** Rekordy z adnotacjami współrzędnych **

---------------

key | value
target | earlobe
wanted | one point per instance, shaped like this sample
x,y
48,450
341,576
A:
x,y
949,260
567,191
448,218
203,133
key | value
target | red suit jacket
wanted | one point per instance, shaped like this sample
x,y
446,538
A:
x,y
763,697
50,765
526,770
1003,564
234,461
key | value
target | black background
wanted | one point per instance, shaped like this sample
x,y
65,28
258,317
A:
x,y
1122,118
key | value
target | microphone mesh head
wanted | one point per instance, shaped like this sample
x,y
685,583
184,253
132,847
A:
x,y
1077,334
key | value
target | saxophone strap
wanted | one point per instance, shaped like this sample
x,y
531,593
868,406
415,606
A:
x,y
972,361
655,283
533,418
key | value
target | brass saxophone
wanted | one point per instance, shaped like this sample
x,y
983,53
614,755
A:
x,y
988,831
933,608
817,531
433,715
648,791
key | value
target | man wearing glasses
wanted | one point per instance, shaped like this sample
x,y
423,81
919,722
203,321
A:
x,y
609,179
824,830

---------------

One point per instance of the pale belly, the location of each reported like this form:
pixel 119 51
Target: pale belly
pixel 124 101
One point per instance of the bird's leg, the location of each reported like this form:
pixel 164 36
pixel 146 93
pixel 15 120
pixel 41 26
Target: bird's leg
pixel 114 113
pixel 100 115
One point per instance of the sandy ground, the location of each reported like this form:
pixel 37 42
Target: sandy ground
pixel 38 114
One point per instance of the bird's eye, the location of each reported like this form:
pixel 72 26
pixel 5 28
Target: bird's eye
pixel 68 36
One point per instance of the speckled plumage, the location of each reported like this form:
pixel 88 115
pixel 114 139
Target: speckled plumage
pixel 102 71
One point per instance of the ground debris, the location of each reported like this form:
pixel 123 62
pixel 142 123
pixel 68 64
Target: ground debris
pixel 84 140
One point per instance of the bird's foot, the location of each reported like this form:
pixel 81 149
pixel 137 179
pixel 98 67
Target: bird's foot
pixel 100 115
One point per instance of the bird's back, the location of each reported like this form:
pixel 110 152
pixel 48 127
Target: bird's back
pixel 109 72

---------------

** Polecenie **
Zamień „bird's back” na „bird's tail” w wierszach od tego, który zawiera „One point per instance of the bird's back, the”, do tego, który zawiera „pixel 109 72”, włącznie, i podaj tylko te wiersze bez żadnych innych zmian.

** Rozwiązanie zadania **
One point per instance of the bird's tail, the location of each reported like this form:
pixel 110 152
pixel 48 127
Target: bird's tail
pixel 109 72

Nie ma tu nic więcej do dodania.